Si cette situation devait perdurer, malgré la volonté affichée de Josef Aschbacher, le directeur général de l'ESA qui a plaidé pour une capacité européenne dans le domaine du transport spatial (fret et astronautes), l'Europe pourrait prendre le leadership d'une mission habitée à destination de Mars. Une information qui peut faire sourire mais tout à fait plausible.
Dans une étude récemment publiée dans Sciences, Jean-Marc Salotti, membre de l'Académie internationale d'astronautique, de l'association Planète Mars et diplômé de l'International Space University, a décrit le scénario d'une mission habitée à destination de Mars qui pourrait être réalisée pour un coût de seulement une dizaine de milliards d'euros, étalés sur 15 ans, à l'aide d'une Ariane 6Ariane 6 adaptée à cette mission. Il démontre aussi que, depuis 50 ans, l'incapacité de la Nasa à envoyer des Hommes sur Mars s'explique moins par un manque de financement que par des scénarios et architectures de missions incroyablement complexes et des mauvais choix !
“Cent tonnes. Un équipage de trois personnes et l’aérocapture : la clé du succès d'une mission habitée techniquement réalisable à un coût modéré”
Futura : Comment expliquez-vous la « simplicité technique » de votre proposition pour aller et revenir de Mars par rapport aux scénarios de missions incroyablement complexes de la Nasa ?
Jean-Marc Salotti : La Nasa planche sur une mission habitée martienne depuis 30 ans. À chaque fois la mission proposée est chère, longue et compliquée. Le Congrès ne la finance donc pas. Quelque part, c'est un échec cuisant pour les ingénieurs de la Nasa. Pourtant, avec trois astronautes, de meilleures options et quelque 50 milliards de dollars, je suis convaincu que la Nasa serait déjà sur Mars.

CONSIGNE 1: Dans le texte sur la mission habitée vers Mars, quel lanceur Jean-Marc Salotti prévoit-il d'utiliser pour son scénario ?
Les entrées qui suivent n'ont aucun lien avec le texte.

DOCUMENTS FOURNIS:

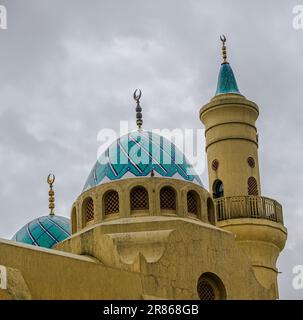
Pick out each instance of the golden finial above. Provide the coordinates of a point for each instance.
(224, 54)
(51, 194)
(137, 97)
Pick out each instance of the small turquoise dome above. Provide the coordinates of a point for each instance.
(141, 154)
(44, 232)
(226, 81)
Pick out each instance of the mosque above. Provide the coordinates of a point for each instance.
(151, 230)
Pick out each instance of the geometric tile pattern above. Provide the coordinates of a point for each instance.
(141, 154)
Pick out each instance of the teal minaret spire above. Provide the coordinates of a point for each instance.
(226, 81)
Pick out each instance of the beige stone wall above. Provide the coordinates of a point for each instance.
(153, 187)
(50, 274)
(231, 137)
(170, 254)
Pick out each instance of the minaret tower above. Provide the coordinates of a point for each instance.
(234, 178)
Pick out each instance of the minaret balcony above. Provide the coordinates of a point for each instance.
(248, 207)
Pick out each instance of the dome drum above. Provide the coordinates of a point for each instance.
(142, 197)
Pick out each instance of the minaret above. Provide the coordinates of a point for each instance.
(234, 179)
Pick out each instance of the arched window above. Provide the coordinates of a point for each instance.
(139, 199)
(168, 198)
(211, 211)
(74, 220)
(252, 186)
(218, 190)
(111, 202)
(210, 287)
(88, 210)
(193, 205)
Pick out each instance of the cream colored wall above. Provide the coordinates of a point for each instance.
(262, 241)
(153, 185)
(231, 137)
(170, 253)
(51, 274)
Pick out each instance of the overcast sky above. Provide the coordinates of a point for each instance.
(68, 69)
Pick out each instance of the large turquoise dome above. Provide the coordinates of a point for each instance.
(141, 154)
(44, 232)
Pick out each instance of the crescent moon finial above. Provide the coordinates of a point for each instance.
(51, 193)
(51, 179)
(224, 51)
(137, 97)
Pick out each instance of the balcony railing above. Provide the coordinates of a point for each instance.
(248, 207)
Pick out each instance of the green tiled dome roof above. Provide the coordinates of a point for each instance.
(226, 81)
(141, 154)
(44, 232)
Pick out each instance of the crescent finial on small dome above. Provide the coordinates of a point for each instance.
(51, 194)
(137, 97)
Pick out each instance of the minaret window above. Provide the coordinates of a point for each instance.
(88, 209)
(193, 202)
(168, 198)
(111, 202)
(215, 164)
(211, 211)
(210, 287)
(251, 162)
(74, 220)
(218, 190)
(252, 186)
(139, 199)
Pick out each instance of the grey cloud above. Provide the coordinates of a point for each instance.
(68, 69)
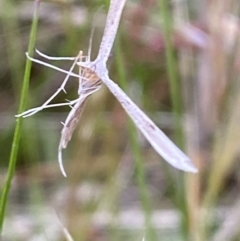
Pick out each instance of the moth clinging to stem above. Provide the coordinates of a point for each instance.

CONSIGNE 2: Comptez les lignes des entrées qui contiennent la chaîne « crescent », en tenant compte de la casse, et donnez seulement ce nombre.

SOLUTION COMPLÈTE 1: Une Ariane 6 adaptée à cette mission.

SOLUTION COMPLÈTE 2: 2